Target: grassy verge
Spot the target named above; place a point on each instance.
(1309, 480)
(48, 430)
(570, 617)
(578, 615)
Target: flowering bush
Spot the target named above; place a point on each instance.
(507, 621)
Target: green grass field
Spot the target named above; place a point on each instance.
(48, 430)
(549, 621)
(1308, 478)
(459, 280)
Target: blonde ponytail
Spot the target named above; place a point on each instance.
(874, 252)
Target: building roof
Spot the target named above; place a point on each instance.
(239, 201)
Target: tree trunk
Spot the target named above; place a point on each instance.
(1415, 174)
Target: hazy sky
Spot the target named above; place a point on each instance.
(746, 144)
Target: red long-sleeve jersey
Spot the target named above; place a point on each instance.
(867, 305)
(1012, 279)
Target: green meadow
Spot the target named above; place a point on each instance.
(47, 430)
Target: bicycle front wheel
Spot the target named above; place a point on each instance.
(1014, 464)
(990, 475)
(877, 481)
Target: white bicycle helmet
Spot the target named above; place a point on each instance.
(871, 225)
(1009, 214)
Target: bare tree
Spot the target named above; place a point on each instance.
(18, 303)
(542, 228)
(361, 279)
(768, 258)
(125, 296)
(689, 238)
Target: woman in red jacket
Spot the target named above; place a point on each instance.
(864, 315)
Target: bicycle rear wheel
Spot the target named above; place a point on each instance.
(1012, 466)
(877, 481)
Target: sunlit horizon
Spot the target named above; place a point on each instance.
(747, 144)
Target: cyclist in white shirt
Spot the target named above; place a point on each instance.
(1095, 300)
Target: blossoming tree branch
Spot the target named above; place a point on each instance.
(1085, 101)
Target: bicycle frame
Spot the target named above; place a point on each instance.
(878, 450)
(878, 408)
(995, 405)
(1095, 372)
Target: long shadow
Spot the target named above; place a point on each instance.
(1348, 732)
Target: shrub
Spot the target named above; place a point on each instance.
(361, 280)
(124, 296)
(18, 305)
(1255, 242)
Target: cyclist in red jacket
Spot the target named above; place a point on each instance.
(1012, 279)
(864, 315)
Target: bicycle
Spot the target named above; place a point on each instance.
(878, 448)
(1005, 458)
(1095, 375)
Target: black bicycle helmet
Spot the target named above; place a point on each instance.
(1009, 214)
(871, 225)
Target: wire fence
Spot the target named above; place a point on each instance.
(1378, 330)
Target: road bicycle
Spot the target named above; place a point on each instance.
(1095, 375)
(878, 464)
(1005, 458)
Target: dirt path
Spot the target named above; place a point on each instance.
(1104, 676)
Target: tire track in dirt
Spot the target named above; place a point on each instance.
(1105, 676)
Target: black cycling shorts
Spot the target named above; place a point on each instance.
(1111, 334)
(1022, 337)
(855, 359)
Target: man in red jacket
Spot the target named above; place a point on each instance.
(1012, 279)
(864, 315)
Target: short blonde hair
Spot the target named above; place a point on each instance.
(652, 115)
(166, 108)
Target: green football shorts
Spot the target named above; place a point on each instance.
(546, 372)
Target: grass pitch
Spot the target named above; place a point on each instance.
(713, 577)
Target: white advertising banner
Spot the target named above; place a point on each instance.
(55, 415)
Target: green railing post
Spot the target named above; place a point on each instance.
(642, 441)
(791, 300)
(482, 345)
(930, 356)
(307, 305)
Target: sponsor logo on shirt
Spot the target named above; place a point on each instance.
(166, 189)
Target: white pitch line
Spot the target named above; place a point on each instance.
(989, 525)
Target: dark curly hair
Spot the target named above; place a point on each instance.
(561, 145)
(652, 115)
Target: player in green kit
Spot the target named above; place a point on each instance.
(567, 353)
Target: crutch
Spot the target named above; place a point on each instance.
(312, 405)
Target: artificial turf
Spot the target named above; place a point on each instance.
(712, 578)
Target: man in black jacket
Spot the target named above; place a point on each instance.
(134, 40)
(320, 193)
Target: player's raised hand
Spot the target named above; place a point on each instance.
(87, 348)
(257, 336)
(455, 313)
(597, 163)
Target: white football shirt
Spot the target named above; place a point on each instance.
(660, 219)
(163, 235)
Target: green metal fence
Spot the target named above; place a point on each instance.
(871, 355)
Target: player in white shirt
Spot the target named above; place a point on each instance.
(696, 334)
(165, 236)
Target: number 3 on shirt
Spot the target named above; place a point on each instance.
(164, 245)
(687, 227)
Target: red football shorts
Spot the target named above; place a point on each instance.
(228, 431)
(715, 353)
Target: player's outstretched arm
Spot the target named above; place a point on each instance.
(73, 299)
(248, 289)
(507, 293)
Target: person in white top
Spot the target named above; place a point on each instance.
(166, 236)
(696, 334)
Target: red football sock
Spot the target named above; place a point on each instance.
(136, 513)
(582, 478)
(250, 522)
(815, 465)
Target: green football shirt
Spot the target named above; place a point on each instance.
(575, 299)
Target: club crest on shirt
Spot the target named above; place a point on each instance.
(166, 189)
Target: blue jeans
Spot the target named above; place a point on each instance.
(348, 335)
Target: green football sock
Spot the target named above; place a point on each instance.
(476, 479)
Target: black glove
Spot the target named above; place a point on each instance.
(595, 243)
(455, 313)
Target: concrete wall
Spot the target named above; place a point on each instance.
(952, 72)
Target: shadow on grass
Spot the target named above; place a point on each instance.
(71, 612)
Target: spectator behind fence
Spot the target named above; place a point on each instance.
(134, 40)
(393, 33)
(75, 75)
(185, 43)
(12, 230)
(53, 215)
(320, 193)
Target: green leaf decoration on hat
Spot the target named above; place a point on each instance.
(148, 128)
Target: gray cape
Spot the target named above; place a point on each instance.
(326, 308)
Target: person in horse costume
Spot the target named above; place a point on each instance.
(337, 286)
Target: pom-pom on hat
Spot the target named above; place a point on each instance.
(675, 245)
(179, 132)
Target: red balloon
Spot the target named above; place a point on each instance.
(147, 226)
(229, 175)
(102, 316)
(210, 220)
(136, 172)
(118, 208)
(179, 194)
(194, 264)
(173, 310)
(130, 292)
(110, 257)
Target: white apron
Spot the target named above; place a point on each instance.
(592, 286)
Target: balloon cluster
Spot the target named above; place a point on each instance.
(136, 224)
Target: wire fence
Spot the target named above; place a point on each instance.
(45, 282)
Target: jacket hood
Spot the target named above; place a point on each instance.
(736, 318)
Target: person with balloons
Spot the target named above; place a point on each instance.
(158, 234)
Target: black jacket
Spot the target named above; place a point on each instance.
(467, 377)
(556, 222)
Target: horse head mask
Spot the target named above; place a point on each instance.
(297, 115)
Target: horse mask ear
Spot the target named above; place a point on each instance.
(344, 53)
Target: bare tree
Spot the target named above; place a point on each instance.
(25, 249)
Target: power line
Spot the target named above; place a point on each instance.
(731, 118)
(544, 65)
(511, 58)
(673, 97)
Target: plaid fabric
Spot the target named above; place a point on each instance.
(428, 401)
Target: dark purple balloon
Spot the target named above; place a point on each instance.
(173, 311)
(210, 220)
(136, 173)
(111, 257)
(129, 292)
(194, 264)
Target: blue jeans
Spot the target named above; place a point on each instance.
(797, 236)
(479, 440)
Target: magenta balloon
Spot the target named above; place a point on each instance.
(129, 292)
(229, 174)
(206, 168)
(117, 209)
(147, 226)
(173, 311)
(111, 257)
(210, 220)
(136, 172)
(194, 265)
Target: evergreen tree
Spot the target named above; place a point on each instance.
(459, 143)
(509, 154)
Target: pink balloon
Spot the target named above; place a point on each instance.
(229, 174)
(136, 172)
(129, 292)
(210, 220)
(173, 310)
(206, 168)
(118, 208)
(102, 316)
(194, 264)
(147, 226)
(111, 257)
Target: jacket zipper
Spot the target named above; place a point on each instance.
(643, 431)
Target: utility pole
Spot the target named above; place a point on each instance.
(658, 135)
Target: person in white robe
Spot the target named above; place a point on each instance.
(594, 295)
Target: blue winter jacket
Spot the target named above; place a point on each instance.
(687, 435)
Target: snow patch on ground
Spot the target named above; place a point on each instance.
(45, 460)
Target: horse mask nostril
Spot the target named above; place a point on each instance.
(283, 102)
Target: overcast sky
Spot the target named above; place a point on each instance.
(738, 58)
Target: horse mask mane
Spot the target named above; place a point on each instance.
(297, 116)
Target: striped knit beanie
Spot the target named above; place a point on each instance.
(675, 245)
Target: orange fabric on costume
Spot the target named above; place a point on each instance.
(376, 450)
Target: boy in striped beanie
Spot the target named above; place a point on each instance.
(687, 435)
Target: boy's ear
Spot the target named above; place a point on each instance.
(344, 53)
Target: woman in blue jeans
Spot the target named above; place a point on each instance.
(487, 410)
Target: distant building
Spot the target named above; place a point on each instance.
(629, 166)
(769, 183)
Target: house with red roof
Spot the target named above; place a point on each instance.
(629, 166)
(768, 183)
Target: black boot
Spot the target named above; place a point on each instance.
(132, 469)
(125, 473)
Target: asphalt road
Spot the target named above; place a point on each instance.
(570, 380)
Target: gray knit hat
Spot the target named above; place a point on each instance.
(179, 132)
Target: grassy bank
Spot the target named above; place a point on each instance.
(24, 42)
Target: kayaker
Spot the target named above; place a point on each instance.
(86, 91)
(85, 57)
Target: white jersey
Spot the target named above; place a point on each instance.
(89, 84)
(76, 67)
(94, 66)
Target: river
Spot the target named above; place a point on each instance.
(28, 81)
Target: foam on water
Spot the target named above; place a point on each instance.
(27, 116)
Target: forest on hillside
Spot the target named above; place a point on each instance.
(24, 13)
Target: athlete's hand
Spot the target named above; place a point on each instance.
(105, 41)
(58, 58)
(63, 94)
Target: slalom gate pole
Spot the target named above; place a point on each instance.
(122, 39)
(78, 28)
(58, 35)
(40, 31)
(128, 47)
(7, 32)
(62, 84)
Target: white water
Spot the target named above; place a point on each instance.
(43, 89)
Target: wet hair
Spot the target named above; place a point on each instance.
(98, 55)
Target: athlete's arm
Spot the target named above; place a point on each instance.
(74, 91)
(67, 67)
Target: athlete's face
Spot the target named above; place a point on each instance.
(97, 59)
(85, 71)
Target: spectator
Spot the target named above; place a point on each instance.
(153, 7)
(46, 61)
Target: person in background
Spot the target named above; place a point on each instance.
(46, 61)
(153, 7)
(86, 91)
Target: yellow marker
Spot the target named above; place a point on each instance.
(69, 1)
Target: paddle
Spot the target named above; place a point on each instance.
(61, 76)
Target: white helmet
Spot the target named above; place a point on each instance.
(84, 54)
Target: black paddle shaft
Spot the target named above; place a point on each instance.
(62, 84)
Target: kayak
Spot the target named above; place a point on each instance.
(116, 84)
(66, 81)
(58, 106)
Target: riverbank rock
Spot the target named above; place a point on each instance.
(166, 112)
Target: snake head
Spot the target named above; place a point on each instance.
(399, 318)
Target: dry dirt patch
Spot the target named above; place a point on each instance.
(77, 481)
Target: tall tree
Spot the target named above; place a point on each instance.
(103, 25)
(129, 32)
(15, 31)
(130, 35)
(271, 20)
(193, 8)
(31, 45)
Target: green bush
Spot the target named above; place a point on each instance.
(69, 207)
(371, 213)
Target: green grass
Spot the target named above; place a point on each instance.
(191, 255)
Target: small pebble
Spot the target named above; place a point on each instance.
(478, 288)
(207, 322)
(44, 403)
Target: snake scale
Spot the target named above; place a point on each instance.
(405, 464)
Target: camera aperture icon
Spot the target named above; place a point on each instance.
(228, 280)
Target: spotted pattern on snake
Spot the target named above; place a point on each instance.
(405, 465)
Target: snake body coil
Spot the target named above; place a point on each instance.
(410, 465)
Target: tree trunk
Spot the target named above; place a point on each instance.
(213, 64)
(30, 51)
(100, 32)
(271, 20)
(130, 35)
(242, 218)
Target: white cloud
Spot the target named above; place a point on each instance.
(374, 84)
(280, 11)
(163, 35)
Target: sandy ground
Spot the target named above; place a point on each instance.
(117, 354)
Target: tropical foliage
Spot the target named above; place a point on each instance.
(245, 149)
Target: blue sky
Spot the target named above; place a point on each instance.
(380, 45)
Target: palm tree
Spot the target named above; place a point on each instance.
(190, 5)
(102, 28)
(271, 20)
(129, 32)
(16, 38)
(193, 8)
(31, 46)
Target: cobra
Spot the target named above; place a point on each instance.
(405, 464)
....
Task description: If a line falls between the first line of the data above and the line holding "Target: cyclist in white shirt", inclusive, retype it exactly; retype no other line.

Result of this exercise:
Target: grassy verge
Spot the target named above; place a point on each instance.
(1309, 480)
(48, 430)
(570, 617)
(578, 615)
Target: flowering bush
Spot the target named above; place a point on each instance.
(507, 621)
Target: green grass field
Spot the target named above; place a point on each instance.
(48, 430)
(549, 621)
(1308, 478)
(459, 280)
Target: blonde ponytail
Spot the target named above; place a point on each instance.
(874, 252)
Target: building roof
Spot the target named above; place a point on each instance.
(239, 201)
Target: tree trunk
Spot the target named above; place a point on each instance.
(1415, 174)
Target: hazy sky
Spot the target named above; place a point on each instance.
(746, 144)
Target: red long-sleeve jersey
Spot the target named above; place a point on each instance.
(867, 305)
(1012, 279)
Target: green meadow
Spot the target named above; place a point on each instance.
(47, 430)
Target: bicycle front wheel
Spot the target named above; place a point on each instance.
(1014, 464)
(990, 475)
(877, 481)
Target: white bicycle helmet
Spot the target named above; place a point on each instance.
(871, 225)
(1009, 214)
Target: bare tree
Spot the target named above; place a point on each instance.
(18, 303)
(542, 228)
(361, 279)
(768, 258)
(125, 296)
(689, 238)
Target: woman in red jacket
Spot the target named above; place a point on each instance.
(864, 315)
Target: bicycle rear wheel
Spot the target named above; place a point on each instance.
(1012, 466)
(877, 481)
Target: sunlit horizon
Spot the target named above; place a point on each instance.
(747, 144)
Target: cyclist in white shirt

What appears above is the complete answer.